▶ Work to complete
Render the lines below as a JSON list of strings, one string per line, omitting any blank lines. Leave the pictures out of the answer.

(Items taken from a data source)
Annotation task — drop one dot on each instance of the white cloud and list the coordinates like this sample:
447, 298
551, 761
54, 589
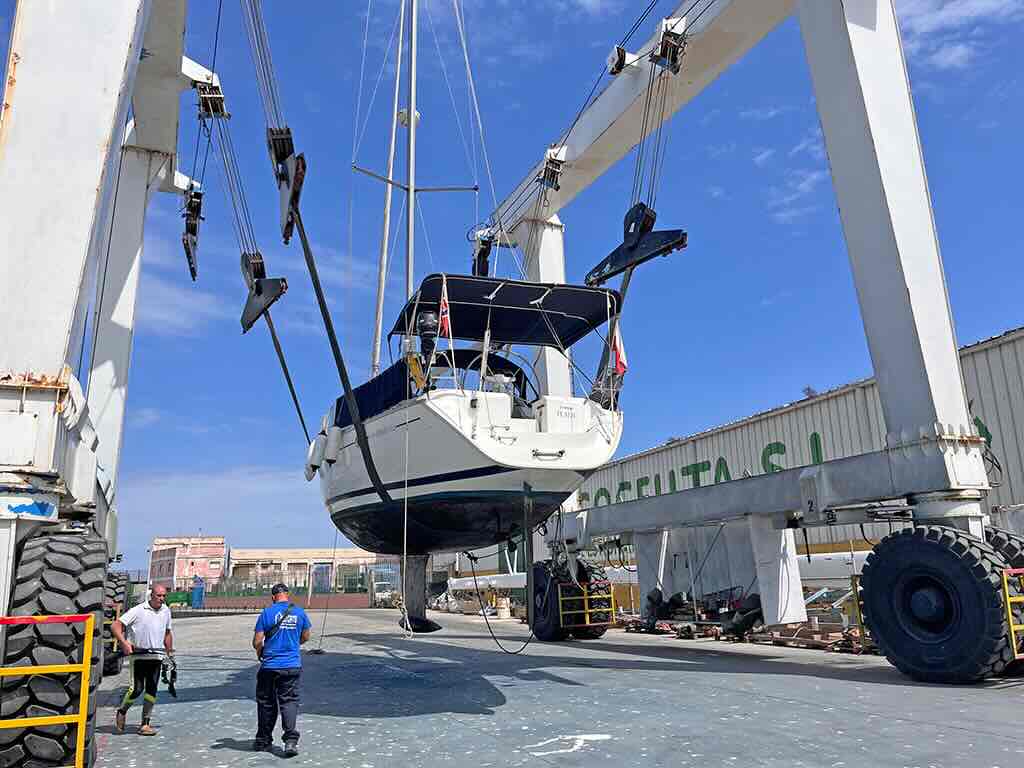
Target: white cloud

▶ Worked solution
[
  "Annotation task — drop one dot on each instance of the white cloud and list the coordinates like this sample:",
  "447, 298",
  "551, 761",
  "54, 589",
  "Target: white cloud"
]